Adding additional software

To add additional software, simply add the required RUN commands to the Dockerfile.

If the software you need is available in the repository, the easiest is to adapt the first RUN command used to install mono and related libraries. Simply add the packages you need to this command.

If the software you need is available as a biocontainer image, have a look at the respective Dockerfile in Biodocker’s GitHub repository. The simplest method is to copy the install command from there.

Alternatively, you need to manually add the required files for your tool to the Docker image using the ADD or COPY commands and then execute the required shell commands using RUN statements.

Tip: Always delete temporary files at the end of a run statement to keep your image as small as possible.

Building your container

To build your container, execute the following command in the directory containing the Dockerfile:

sudo docker build -t yourname/my_container .

sudo is needed on most Linux distributions since the docker command can only be executed by root.

The -t yourname/my_container parameter assigns a tag to the new container. The format for these tags is {username}/{container name}:{version}. If {version} is ommitted, like in the above example, the default :latest version is automatically added to the tag. If launching or pulling a container without specifying the version, this also defaults to the :latest version.

Warning: Do not use the :latest version for your final workflows. These do not reference a stable version and will change in the future and do not provide a stable point of reference.

Testing your container

To launch your container, simply call:

sudo docker run yourname/my_container

Since you will want to access the Jupyter web interface and don’t want the container to exit immediately, you also need to map the respective port and enable an interactive session:

sudo docker run -p 8888:8888 -ti yourname/my_container

For more information on how to start a container using the docker command directly, have a look at Run IsoProt without docker-launcher.

Debugging your container

Sometimes, you will want to access your container directly using a shell. There are two options to do this:

Start the container to open a shell directly:

sudo docker run -ti -p 8888:8888 yourname/my_container bash

To have root access in the session:

sudo docker run -ti -p 8888:8888 -u root yourname/my_container bash

Connect to a running container

Run sudo docker container ls to find the appropriate container_id. Then, run sudo docker exec -ti -u root <container_id> bash:

# Get the running container id
$> sudo docker container ls
CONTAINER ID        IMAGE                               COMMAND                  CREATED [...]
c4f023536c56        protprotocols/isoprot:release-0.2   "/bin/sh -c 'jupyter…"   [...]

# Open a session in this container
sudo docker exec -ti -u root c4f023536c56 bash

• _INSTRUCTION 1_:
Reproduce the listing that follows, line for line, with no changes.
The Docker passage and the listing are unrelated to each other.

• _LISTED RECORDS_:
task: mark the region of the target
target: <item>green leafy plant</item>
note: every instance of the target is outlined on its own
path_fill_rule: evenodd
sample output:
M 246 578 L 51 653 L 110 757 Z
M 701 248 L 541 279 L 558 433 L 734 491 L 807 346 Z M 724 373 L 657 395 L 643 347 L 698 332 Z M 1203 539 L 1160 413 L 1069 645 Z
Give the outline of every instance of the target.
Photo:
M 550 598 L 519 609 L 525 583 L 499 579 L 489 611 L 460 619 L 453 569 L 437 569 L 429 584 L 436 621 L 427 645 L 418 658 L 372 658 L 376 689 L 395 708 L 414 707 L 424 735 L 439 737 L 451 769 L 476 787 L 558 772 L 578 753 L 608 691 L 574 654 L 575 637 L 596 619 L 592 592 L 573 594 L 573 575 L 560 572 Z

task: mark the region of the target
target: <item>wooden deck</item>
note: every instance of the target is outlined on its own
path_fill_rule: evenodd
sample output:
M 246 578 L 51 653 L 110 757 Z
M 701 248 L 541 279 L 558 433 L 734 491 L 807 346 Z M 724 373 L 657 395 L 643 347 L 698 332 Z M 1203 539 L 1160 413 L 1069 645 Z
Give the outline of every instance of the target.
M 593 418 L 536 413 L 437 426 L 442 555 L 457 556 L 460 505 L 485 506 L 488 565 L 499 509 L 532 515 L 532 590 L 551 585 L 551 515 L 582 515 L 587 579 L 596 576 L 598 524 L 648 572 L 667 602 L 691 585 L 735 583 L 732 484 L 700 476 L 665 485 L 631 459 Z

• _INSTRUCTION 2_:
Based on the Docker passage, say whether each statement agrees with it. Answer yes or no and quote the words that decide it.
(a) On most Linux distributions, only root can execute the docker command.
(b) The :latest version is recommended for final workflows.
(c) When the version is left out of a tag, no version is added to it.

• _FULL RESPONSE 1_:
task: mark the region of the target
target: <item>green leafy plant</item>
note: every instance of the target is outlined on its own
path_fill_rule: evenodd
sample output:
M 246 578 L 51 653 L 110 757 Z
M 701 248 L 541 279 L 558 433 L 734 491 L 807 346 Z M 724 373 L 657 395 L 643 347 L 698 332 Z M 1203 539 L 1160 413 L 1069 645 Z
Give the outline of every instance of the target.
Photo:
M 550 598 L 519 609 L 525 583 L 499 579 L 489 611 L 460 619 L 453 569 L 437 569 L 429 584 L 436 621 L 427 645 L 418 658 L 372 658 L 376 689 L 395 708 L 414 707 L 424 735 L 439 737 L 451 769 L 476 787 L 558 772 L 578 753 L 608 691 L 574 654 L 575 637 L 596 619 L 592 592 L 573 594 L 573 575 L 560 572 Z

task: mark the region of the target
target: <item>wooden deck</item>
note: every instance of the target is outlined on its own
path_fill_rule: evenodd
sample output:
M 246 578 L 51 653 L 110 757 Z
M 701 248 L 541 279 L 558 433 L 734 491 L 807 346 Z M 724 373 L 657 395 L 643 347 L 698 332 Z M 1203 539 L 1160 413 L 1069 645 Z
Give the outline of every instance of the target.
M 593 418 L 536 413 L 437 426 L 442 555 L 457 556 L 460 505 L 485 506 L 488 565 L 499 509 L 532 515 L 532 590 L 551 585 L 551 515 L 582 515 L 587 579 L 596 576 L 598 524 L 648 572 L 667 602 L 691 585 L 735 583 L 732 484 L 700 476 L 665 485 L 631 459 Z

• _FULL RESPONSE 2_:
(a) Yes: "sudo is needed on most Linux distributions since the docker command can only be executed by root."
(b) No: "Do not use the :latest version for your final workflows."
(c) No: "the default :latest version is automatically added to the tag."